Could you render all of the lines below as a two-column CSV with the header phrase,boxes? Give one row for each line, with its text and its answer each in a single quoted field and any line breaks in a field turned into spaces.

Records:
___

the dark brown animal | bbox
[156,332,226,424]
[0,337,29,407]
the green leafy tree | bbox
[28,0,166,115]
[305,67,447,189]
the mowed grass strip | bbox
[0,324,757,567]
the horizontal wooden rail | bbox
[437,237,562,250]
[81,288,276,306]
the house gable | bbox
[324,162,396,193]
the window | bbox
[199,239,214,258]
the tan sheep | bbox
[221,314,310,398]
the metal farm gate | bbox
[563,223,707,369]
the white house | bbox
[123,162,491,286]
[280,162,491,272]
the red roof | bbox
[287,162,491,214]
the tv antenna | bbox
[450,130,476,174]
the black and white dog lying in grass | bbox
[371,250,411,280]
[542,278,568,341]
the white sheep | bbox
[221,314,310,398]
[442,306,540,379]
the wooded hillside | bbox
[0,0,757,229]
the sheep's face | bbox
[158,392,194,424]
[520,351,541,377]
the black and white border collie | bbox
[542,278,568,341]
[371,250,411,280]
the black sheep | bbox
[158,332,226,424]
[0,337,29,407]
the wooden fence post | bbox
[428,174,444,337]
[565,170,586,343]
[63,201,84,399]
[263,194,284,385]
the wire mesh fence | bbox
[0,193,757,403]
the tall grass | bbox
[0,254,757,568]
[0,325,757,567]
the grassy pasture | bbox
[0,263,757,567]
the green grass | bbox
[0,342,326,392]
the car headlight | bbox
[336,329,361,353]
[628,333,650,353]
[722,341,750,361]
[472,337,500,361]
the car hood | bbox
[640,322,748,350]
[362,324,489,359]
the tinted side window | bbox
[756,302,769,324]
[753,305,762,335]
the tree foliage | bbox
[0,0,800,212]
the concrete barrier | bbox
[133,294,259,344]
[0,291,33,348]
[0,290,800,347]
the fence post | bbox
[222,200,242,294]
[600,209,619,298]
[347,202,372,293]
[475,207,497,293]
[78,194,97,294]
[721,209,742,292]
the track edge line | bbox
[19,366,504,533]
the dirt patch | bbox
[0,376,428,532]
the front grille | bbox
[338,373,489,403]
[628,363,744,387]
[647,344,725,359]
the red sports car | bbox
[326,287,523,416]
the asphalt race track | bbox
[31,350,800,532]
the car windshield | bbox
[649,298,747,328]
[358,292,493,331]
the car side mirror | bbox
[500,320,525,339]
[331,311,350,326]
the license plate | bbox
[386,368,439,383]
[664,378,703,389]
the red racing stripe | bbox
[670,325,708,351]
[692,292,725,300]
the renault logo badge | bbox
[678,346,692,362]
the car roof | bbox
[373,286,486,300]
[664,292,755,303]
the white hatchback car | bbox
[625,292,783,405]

___

▸ Reply to the exercise
phrase,boxes
"the dark brown animal | bbox","[156,332,226,424] [0,337,29,407]"
"the green leafy tree | bbox","[28,0,166,115] [305,67,447,189]"
"the mowed grass strip | bbox","[0,324,757,567]"
"the horizontal wooden rail | bbox","[437,237,562,250] [81,288,276,306]"
"the house gable | bbox","[324,162,396,193]"
"the window | bbox","[199,239,214,258]"
"the tan sheep | bbox","[221,314,310,398]"
"the metal farm gate | bbox","[563,223,707,369]"
"the white house | bbox","[123,162,491,286] [280,162,491,272]"
"the red roof | bbox","[287,162,491,214]"
"the tv antenna | bbox","[450,130,476,174]"
"the black and white dog lying in grass | bbox","[371,250,411,280] [542,278,568,341]"
"the white sheep | bbox","[221,314,310,398] [442,306,540,379]"
"the wooded hillside | bbox","[0,0,757,229]"
"the sheep's face | bbox","[158,392,194,424] [520,351,541,377]"
"the black and white border collie | bbox","[542,278,568,341] [371,250,411,280]"
"the black sheep | bbox","[158,332,226,424] [0,337,29,407]"
"the wooden fence post | bbox","[428,174,444,337] [565,170,586,343] [63,201,84,399] [263,194,284,385]"
"the wire mesh fence | bbox","[0,193,757,403]"
"the tall grass | bbox","[0,254,757,568] [0,325,757,567]"
"the grassy pasture | bbox","[0,263,757,567]"
"the green grass | bbox","[0,342,326,392]"
"the car headlight | bbox","[336,329,361,353] [628,333,650,353] [722,341,750,361] [472,337,500,361]"
"the car hood | bbox","[640,322,748,350] [362,324,489,359]"
"the tinted side window | bbox","[756,302,769,324] [753,305,762,335]"
"the tree foliage | bbox","[0,0,800,212]"
"the concrete barrier | bbox","[133,294,259,344] [0,291,33,348] [0,290,800,347]"
"the fence post | bbox","[222,200,242,294] [600,209,619,298] [347,202,372,293] [475,207,497,293] [78,194,97,294] [721,209,742,292]"
"the track edge line | bbox","[19,366,504,533]"
"the dirt patch | bbox","[0,376,428,532]"
"the front grille | bbox","[338,373,489,403] [628,363,744,387] [647,344,725,359]"
"the red sports car | bbox","[326,287,523,416]"
"the asphalt race track | bbox","[31,350,800,532]"
"the car windshield | bbox","[649,298,747,328] [358,292,493,331]"
"the car side mirror | bbox","[500,320,525,339] [331,311,350,326]"
"the license plate | bbox","[386,368,439,383] [664,378,703,389]"
"the red racing stripe | bbox","[670,325,708,351] [692,292,725,300]"
"the renault logo badge | bbox","[678,346,692,362]"
"the car roof | bbox","[373,286,486,300] [664,292,755,303]"
"the white hatchback car | bbox","[625,292,783,405]"